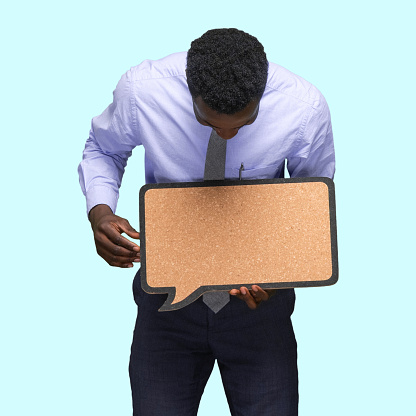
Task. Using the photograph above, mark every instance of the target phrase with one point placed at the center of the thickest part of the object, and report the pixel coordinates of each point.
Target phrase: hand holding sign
(199, 237)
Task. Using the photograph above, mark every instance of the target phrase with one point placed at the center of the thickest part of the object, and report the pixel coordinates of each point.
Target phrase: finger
(259, 293)
(117, 239)
(118, 260)
(129, 230)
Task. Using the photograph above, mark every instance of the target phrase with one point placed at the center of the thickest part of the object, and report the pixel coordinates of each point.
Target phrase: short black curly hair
(227, 68)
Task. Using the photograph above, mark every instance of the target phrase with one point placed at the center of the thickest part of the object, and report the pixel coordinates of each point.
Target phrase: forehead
(225, 120)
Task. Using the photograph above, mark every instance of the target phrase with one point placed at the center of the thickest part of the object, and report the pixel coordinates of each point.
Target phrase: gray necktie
(215, 170)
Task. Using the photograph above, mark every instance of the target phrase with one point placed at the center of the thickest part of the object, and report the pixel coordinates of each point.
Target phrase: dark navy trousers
(173, 353)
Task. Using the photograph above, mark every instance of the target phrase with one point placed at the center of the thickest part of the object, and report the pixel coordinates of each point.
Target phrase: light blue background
(67, 317)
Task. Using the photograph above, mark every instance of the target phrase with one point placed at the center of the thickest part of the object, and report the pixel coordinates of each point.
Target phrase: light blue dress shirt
(152, 106)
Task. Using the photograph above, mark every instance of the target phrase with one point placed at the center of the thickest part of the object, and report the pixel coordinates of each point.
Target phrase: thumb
(129, 230)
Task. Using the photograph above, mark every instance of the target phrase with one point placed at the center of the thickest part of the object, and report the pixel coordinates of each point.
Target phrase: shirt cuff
(101, 195)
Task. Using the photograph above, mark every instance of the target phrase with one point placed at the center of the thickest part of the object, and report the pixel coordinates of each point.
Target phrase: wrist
(97, 212)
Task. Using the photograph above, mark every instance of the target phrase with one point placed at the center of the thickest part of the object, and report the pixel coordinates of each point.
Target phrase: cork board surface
(219, 235)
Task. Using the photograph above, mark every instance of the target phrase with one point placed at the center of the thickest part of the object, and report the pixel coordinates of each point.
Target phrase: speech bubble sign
(197, 237)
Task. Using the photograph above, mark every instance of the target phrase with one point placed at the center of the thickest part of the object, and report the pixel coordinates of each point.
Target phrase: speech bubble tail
(180, 299)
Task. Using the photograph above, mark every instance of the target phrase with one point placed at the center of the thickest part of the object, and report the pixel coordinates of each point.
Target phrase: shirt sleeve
(112, 137)
(316, 157)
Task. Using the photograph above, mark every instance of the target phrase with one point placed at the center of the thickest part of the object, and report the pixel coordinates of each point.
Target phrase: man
(171, 106)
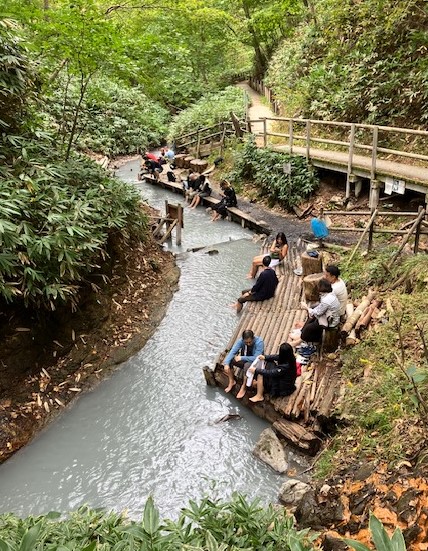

-----

= What the task requires =
Except for pictures, copy the records above exactly.

= Result below =
Task. Using the photograph above, mark every instance of the target phrase with one point placed at the center of the thickest part of the object, and report the pixel coordinates of each point.
Target phrase: hand holding sign
(199, 237)
Task. Using the photograph above, mark every instance of the target phrase with one point placed at the center of the thickest part of the object, and report the pixel coordinates of each point.
Target phrase: finger
(259, 293)
(117, 239)
(118, 260)
(129, 230)
Task. Using the photograph above, mark every instance of the target phrase with one point placed at the center of the thickest part of the object, and report the pixel coordinates of each point.
Target phrase: short black curly hair
(227, 68)
Task. Using the photograph above, mark every instance of the target phrase with one point placed at the center of the thickest part of the object, and report the pixel coordinates of each point.
Target phrase: forehead
(225, 120)
Task. Using the photograph above, mark every instance of the target phrase with one point placed at the center of the thickest part of the object, and report the pixel coordinates of each point.
Target phrase: gray necktie
(215, 170)
Task. Using the photograph above, mark every instance of the target phrase with one point placed at the center of the thickest part of the object, and report the pixel coordinates of each point.
Target phrase: dark navy trousers
(173, 353)
Task. Using the photograph above, mark every instance of the target phrase with one point placed at the center of the thickest part of the object, and report the pixel coordinates of each point.
Target phrase: light blue background
(67, 317)
Task. Using the photograph above, mark every instance of the target phrase with one point placed at the center of the thickest part of the object, and report the pixel coordinates of each point.
Target phrase: light blue dress shirt
(152, 106)
Task. Using the photograph above, mark every instance of the target phrase with one point placed at the center of the thickest part of the object, and report the pixel coordinates of each point.
Target phrase: thumb
(129, 230)
Task. Using the photograph above, mark every instance of the target phrase with one point placed at the center of the thickest part of the object, and report the pixel coordinates of each point.
Target phrase: shirt cuff
(101, 195)
Task. Using the photograph above, mark every instance of the target phrase with one point placed at the center of the thickest part of the object, and report the pixel coordinates of each point.
Target phrase: wrist
(97, 212)
Task. Using the photograph above, mark every instance of the target phrase with one point placed at the center of the thickest part of the object, and report the pixel coordinates of each point.
Target phrase: cork board surface
(219, 235)
Task. Using the photograph above, mark every instance of the target phrase with one point placed at the center of the thickest part of the object, and report the pixel coordinates of each point.
Target phrase: speech bubble sign
(197, 237)
Task. Using the photograph above, mark every instance of the target phrase with one point placed at the center of the thickest part of the object, and report the pixel coordinates of each point.
Target phrase: speech bubble tail
(180, 299)
Task. Using the photograph above, mark every instance of the target phrase with one point placed at the center of the thickest part of the object, and report the pixel coordinates of each point.
Target phrase: shirt sleeve
(112, 137)
(316, 157)
Task. Using the photograph above, mark every instance of the target phrase with one point placed at the center of the thickest part of the object, and report the pixel coordinates of each point.
Target phrase: man
(171, 106)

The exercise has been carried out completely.